[[ Document passage open ]]
November 2013: In November I posted only three times, one of them being this. I spent the entire month struggling with depression. We had Thanksgiving at our house and I tried to put on a happy face but at one point retired to my room, alone, to cry. But despite this very difficult month the things that stick out to me are the phone calls from friends, the emails and messages, the people who told me listen, I'm here for you - you can talk, you can cry, you can vent, whatever, I'll listen. And those that said, I'm not exactly sure what's going on, but I'm thinking about you, praying for you. These people lifted me up and I will be forever grateful.
December 2013: One of the things Collin kept saying to me as we were struggling through October and November is: at least this will all be over for the holidays. While I was at the bottom of the hole it was hard to see this but, of course, he was right. The fog began to lift a bit at the beginning of the month and we enjoyed our St. Nicholas celebration, the first snow, and seeing Santa. We made it through the second anniversary of the fire and by the time Christmas rolled around things all around felt a million times better. We celebrated Christmas Eve at Papa & Busha's with Auntie Cas and Uncle Ben and had a quiet Christmas Day at home. We searched high and low for Chinese take-out and settled for gas station frozen pizza for our Christmas dinner - we're still a bit bummed about the lack of open Chinese restaurants, but that's okay. The following Saturday we had a small Hunting birthday party for Keaton and that night we headed north to the cabin for Christmas with Mimi and Papa Grizz, Uncle Buck, Auntie Kira, and J & H. We spent an afternoon walking across the frozen lake, Collin and I watched the Packers/Bears game at a bar with my Dad (sorry Dad, that's was probably rough, huh?) and ate cake for breakfast on Monday as Keaton turned five.
[[ Document passage closed ]]
[[ Study material open ]]
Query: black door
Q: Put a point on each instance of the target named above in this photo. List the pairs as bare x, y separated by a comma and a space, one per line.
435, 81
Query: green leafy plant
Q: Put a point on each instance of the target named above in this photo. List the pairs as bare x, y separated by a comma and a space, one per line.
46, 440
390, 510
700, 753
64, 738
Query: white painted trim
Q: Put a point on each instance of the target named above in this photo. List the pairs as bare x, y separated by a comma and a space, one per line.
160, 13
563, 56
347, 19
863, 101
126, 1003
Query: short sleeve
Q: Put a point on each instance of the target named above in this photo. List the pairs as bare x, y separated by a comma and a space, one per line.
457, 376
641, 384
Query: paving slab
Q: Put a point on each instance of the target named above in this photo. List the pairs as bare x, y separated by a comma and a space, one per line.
[[ Study material closed ]]
[[ Study material open ]]
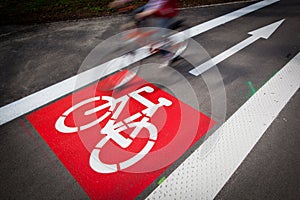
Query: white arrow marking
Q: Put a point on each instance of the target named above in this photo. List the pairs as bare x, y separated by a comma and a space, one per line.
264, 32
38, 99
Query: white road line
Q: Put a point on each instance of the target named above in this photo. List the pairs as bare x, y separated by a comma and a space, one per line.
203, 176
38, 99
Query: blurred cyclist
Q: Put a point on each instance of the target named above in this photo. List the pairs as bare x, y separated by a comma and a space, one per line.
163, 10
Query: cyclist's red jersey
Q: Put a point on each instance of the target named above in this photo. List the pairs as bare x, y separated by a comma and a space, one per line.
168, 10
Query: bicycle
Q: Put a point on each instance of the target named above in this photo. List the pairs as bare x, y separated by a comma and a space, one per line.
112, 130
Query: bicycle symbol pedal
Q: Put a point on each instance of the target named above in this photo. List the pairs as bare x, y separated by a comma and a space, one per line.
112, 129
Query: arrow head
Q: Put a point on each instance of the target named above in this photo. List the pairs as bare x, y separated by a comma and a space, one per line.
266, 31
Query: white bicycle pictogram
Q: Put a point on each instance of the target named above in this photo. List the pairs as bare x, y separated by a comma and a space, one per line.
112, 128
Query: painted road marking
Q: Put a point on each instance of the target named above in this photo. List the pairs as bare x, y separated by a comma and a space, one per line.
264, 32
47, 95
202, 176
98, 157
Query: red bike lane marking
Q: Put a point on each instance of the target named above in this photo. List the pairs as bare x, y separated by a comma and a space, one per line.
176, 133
[[ Study material closed ]]
§ Work to complete
A) For the month-by-month recap, decide whether each statement agrees with it, answering yes or no and quoting the words that decide it: (i) Thanksgiving was held at the family's own house. (ii) The family ate Chinese take-out for Christmas dinner. (iii) Keaton turned five on a Monday.
B) Quote the part of the month-by-month recap starting at "November 2013: In" and ending at "be forever grateful.".

§ Responses for each task
A)
(i) Yes: "We had Thanksgiving at our house"
(ii) No: "settled for gas station frozen pizza for our Christmas dinner"
(iii) Yes: "ate cake for breakfast on Monday as Keaton turned five"

B)
November 2013: In November I posted only three times, one of them being this. I spent the entire month struggling with depression. We had Thanksgiving at our house and I tried to put on a happy face but at one point retired to my room, alone, to cry. But despite this very difficult month the things that stick out to me are the phone calls from friends, the emails and messages, the people who told me listen, I'm here for you - you can talk, you can cry, you can vent, whatever, I'll listen. And those that said, I'm not exactly sure what's going on, but I'm thinking about you, praying for you. These people lifted me up and I will be forever grateful.